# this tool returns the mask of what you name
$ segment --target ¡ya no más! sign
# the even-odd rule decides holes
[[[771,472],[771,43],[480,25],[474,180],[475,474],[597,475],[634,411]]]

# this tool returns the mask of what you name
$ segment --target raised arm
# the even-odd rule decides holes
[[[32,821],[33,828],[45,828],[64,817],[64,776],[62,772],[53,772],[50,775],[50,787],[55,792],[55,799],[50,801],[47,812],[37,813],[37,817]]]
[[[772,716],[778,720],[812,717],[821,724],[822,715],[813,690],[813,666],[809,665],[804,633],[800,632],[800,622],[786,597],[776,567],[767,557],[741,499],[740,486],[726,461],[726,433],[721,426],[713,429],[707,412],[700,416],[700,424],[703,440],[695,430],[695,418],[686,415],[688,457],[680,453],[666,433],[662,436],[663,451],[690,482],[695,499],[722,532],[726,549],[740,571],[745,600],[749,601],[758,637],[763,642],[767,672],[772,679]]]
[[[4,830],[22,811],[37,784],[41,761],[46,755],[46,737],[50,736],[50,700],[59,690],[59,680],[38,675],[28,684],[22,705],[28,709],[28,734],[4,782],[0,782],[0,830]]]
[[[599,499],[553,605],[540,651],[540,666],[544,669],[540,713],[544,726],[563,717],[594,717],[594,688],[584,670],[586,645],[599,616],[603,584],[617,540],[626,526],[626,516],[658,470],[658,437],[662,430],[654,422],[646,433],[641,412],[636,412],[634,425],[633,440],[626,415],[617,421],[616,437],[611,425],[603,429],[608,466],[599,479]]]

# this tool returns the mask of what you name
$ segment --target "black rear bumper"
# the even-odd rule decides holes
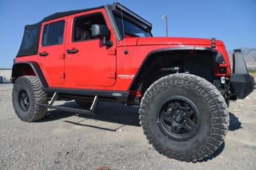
· · · · ·
◆ **Request**
Rewrite every row above as a numbered list, one line per item, dropping the blank lines. Leave the picture out of your answer.

◆ **Completed exercise**
1. # this tool returns the mask of what you name
2. $ segment --target ¡ya no más! sign
3. # the even-odd rule decides holes
4. [[[771,472],[771,43],[480,25],[474,180],[475,474],[597,475],[634,411]]]
5. # this tool returns the mask of what you name
6. $ segment --target raised arm
7. # the even-odd rule decides holes
8. [[[32,821],[33,828],[45,828],[64,817],[64,776],[62,772],[53,772],[50,775],[50,787],[55,792],[55,799],[50,801],[47,812],[37,813],[37,817]]]
9. [[[772,716],[778,720],[812,717],[821,724],[822,715],[813,690],[813,666],[809,665],[804,633],[800,632],[800,622],[786,597],[776,567],[767,557],[741,499],[740,486],[726,461],[726,433],[721,426],[713,429],[707,412],[700,416],[700,424],[703,440],[695,430],[695,418],[686,415],[688,457],[680,453],[666,433],[662,436],[663,451],[690,482],[695,499],[722,532],[726,549],[740,571],[745,600],[749,601],[758,637],[763,642],[767,672],[772,679]]]
10. [[[4,830],[22,811],[37,784],[41,761],[46,755],[46,737],[50,736],[50,700],[59,690],[59,680],[38,675],[28,684],[22,705],[28,709],[28,734],[4,782],[0,782],[0,830]]]
11. [[[599,499],[553,605],[540,651],[540,666],[544,669],[540,713],[544,726],[563,717],[594,717],[594,688],[584,670],[586,645],[599,616],[603,584],[617,540],[626,526],[626,516],[658,470],[658,437],[662,430],[654,422],[646,433],[641,412],[636,412],[634,425],[633,440],[626,415],[617,421],[616,437],[611,425],[603,429],[608,466],[599,479]]]
12. # this tool returns the mask of what you name
13. $ segment --target "black rear bumper"
14. # the even-odd rule decides holes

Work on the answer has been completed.